In a high security Naples courtroom Roberto Saviano, the writer whose print expose ‘Gomorrah’ and the eponymous hit film it spawned made him a household name, finally looked his enemies in eyes - six years after he was forced into hiding.
Mr Saviano confronted Camorra bosses Francesco Bidognetti and Antonio Iovine via video link as he began the process of suing them - and two of their lawyers, Michele Santonastaso and Carmine D'Aniello - for threats and defamation, which he says came in an 2008 appeal hearing.
Through one of his lawyers, Bidognetti called Mr Saviano “one of the prosecution’s people for hire”. The convictions of the bosses were confirmed in 2010 along with other members of the Camorra’s Casalesi clan, some in absentia - the last of whom, Michele Zagaria, was found in an underground bunker beneath his home north of Naples exactly a year ago.
All are currently serving life-sentences in solitary confinement in prisons hundreds of miles from Naples.
The ruthless Casalesi clan came to the world’s attention following Mr Saviano’s book that revealed how it made hundreds of millions of euros each year by illegally dumping waste – much of it toxic, in addition to extortion rackets, drug trafficking, smuggling of illegal migrants and arms.
Today, magistrates said Bidognetti had caused massive environmental damage after a company he controlled dumped toxic materials in the 1980 and 1990s in an illegal site near Naples. They said the dumping of more than 800,000 tons of refuse - in large part toxic - produced by companies in northern Italy, meant even water supplies had become poisoned. Cancer rates in the region north of Naples are known to be much higher than elsewhere in the country.
Prominent figures including former opposition leader Walter Veltroni and the editor of La Repubblica newspaper Ezio Mauro, expected to testify on behalf of Mr Saviano. Another journalist, Rosaria Capacchione, of Il Mattino newspaper, is also suing Bidognetti and Iovine.
From the courtroom, Mr Saviano tweeted: “The trial of the Casalesi bosses and their lawyers accused of threatening me is starting. I’ll look them in the eye.”

SOURCE MATERIAL >>
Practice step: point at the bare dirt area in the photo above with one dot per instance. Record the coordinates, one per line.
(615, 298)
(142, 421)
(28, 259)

WORK TO BE COMPLETED >> In the article about Roberto Saviano's court case, where was Michele Zagaria found?

EXPECTED OUTPUT >> In an underground bunker beneath his home north of Naples.